# [Aim of the exercise]
Reproduce the records from the line with "Exercise. Put one point on each instance of the bokeh" up to and including the line with "point(733, 260)", substituting "apartment block" for "residential building" and leaving everything else unchanged. Omit the pictures from your output.

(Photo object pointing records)
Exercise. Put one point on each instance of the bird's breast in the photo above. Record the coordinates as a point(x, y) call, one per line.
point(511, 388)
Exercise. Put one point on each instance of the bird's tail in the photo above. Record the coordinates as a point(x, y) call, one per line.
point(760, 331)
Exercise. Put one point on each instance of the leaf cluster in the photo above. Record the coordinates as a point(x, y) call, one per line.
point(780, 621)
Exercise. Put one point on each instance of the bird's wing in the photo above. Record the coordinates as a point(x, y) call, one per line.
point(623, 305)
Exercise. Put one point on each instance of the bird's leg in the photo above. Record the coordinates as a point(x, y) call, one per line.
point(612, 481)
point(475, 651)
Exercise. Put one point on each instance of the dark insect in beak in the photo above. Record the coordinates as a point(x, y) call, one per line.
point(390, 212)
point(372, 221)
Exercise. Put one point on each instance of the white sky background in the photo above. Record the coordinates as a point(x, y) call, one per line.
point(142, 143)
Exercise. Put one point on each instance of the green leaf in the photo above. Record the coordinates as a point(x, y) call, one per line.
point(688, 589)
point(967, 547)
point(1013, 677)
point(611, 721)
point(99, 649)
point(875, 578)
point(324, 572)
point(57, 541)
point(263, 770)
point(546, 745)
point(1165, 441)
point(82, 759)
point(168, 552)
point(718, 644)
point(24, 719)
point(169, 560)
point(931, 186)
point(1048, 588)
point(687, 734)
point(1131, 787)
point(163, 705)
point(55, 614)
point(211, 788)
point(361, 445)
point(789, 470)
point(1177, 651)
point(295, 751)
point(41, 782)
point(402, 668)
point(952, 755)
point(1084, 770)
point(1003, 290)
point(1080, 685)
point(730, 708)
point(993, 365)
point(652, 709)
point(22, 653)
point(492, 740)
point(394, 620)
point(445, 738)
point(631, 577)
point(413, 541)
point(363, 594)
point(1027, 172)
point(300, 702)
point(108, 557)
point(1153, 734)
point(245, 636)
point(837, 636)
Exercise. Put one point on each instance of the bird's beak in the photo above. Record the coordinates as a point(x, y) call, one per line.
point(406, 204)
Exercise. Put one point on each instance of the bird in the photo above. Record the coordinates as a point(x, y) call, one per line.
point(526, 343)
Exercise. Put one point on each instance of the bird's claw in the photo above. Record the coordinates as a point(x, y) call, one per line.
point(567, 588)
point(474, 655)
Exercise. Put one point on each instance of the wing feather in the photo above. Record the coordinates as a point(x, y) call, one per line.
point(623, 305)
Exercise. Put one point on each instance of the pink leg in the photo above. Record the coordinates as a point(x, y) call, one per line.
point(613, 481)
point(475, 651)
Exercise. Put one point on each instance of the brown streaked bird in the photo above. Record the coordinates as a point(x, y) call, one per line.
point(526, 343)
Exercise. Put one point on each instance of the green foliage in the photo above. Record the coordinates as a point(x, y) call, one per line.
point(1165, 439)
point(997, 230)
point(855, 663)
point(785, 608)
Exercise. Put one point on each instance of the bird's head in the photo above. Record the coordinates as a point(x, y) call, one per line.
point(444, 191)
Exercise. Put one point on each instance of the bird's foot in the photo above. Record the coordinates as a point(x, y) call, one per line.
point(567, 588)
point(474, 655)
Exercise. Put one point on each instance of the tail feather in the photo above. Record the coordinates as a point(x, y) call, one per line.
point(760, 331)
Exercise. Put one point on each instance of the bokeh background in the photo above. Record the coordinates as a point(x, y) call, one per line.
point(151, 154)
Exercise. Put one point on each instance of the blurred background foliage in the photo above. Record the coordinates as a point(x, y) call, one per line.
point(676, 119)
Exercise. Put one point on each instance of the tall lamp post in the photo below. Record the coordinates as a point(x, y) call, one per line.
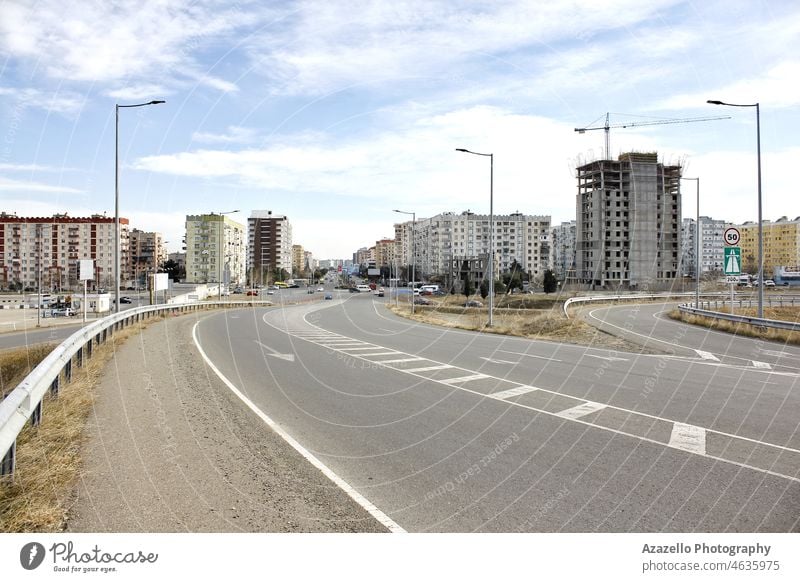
point(221, 255)
point(760, 221)
point(117, 243)
point(491, 228)
point(697, 246)
point(413, 253)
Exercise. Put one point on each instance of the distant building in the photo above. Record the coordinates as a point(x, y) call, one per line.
point(51, 247)
point(628, 223)
point(215, 250)
point(270, 243)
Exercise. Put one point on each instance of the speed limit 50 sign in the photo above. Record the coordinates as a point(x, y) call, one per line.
point(731, 236)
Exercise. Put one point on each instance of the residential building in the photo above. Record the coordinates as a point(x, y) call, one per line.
point(270, 243)
point(781, 244)
point(215, 249)
point(628, 223)
point(441, 239)
point(564, 250)
point(51, 248)
point(147, 253)
point(711, 245)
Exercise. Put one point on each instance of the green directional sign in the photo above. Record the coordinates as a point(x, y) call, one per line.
point(733, 260)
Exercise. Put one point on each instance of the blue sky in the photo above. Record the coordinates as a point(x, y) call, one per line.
point(335, 113)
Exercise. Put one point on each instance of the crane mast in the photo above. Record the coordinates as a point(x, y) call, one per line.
point(607, 127)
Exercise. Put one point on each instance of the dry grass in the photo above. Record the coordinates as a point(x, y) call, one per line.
point(745, 329)
point(48, 456)
point(16, 363)
point(542, 324)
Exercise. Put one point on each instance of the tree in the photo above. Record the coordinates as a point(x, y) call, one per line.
point(549, 282)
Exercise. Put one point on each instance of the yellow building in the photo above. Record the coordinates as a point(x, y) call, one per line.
point(781, 245)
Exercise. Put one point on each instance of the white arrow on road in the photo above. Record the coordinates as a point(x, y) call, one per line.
point(275, 353)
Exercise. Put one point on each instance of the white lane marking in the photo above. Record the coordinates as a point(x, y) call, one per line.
point(608, 358)
point(688, 437)
point(590, 424)
point(428, 368)
point(388, 522)
point(462, 379)
point(274, 353)
point(402, 360)
point(707, 355)
point(580, 410)
point(529, 355)
point(493, 361)
point(512, 392)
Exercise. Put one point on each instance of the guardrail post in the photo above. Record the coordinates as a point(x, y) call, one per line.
point(9, 460)
point(36, 415)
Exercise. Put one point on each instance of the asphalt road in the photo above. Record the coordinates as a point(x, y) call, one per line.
point(446, 430)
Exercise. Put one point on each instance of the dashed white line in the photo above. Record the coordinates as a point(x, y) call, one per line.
point(580, 410)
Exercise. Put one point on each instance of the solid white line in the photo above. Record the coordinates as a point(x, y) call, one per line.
point(688, 437)
point(513, 392)
point(463, 379)
point(707, 355)
point(428, 368)
point(580, 410)
point(388, 522)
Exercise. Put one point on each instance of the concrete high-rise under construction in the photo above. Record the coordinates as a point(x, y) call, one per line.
point(628, 227)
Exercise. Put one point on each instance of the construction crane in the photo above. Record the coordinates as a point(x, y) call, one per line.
point(607, 127)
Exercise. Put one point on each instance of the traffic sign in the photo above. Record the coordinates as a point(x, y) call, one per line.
point(732, 236)
point(732, 263)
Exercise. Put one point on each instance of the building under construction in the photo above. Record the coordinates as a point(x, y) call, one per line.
point(628, 223)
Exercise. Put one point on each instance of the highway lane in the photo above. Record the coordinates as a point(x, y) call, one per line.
point(443, 440)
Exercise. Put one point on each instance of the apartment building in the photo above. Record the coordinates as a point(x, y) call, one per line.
point(215, 250)
point(711, 246)
point(50, 248)
point(628, 223)
point(269, 243)
point(147, 253)
point(563, 236)
point(781, 244)
point(444, 238)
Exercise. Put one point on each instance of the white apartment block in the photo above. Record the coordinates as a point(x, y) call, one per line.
point(711, 246)
point(564, 250)
point(215, 249)
point(440, 239)
point(269, 243)
point(49, 248)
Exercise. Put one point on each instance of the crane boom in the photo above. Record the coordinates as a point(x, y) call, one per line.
point(608, 127)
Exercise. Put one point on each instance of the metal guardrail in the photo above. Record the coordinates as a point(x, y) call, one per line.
point(25, 401)
point(687, 308)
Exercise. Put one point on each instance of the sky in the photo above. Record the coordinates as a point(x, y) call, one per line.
point(335, 113)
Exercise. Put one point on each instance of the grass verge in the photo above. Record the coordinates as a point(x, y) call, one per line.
point(746, 329)
point(48, 456)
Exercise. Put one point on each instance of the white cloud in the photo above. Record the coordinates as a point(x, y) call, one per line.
point(6, 184)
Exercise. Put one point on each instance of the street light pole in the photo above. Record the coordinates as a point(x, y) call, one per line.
point(760, 314)
point(117, 242)
point(491, 229)
point(697, 246)
point(413, 254)
point(220, 254)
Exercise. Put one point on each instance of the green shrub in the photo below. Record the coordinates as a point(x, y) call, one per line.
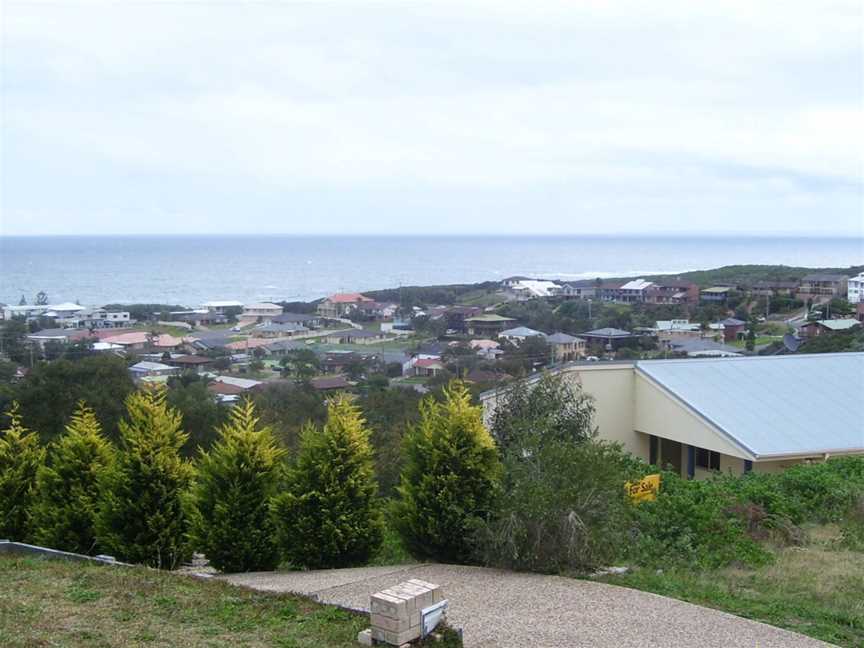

# [Final result]
Exercise. Put one point on each instance of the bokeh background in the photo above. Record the coordinates as a point(x, y) call, one per line.
point(151, 154)
Exercise. Put one point on each instance of the blurred background foliage in the photo above. Record the coordinates as a point(x, y) call, one per line.
point(676, 119)
Exercise. Put one point on each instance of the tall lamp post in the photo below. Record the coordinates as a point(x, y) call, one per line.
point(221, 255)
point(760, 221)
point(117, 243)
point(491, 228)
point(697, 246)
point(413, 253)
Exercise. Put one point on each instance of the distant building in the photo above. Record the coordinates as a point(x, y) call, one per line.
point(51, 247)
point(628, 223)
point(215, 250)
point(270, 243)
Exercise. Put one point on each instance of the speed limit 50 sign in the photo above. Record the coordinates as a point(x, y) call, one per line.
point(731, 236)
Exercise. Put one point on each instance of the apartment block in the photo above. Record the coordinates as a point(x, y) call, one per line.
point(270, 243)
point(781, 244)
point(215, 249)
point(628, 223)
point(441, 239)
point(564, 250)
point(51, 248)
point(147, 253)
point(711, 245)
Exercise. Put one point on each instance of the green directional sign in the photo above. Record the coordinates as a point(x, y) call, one per line.
point(733, 260)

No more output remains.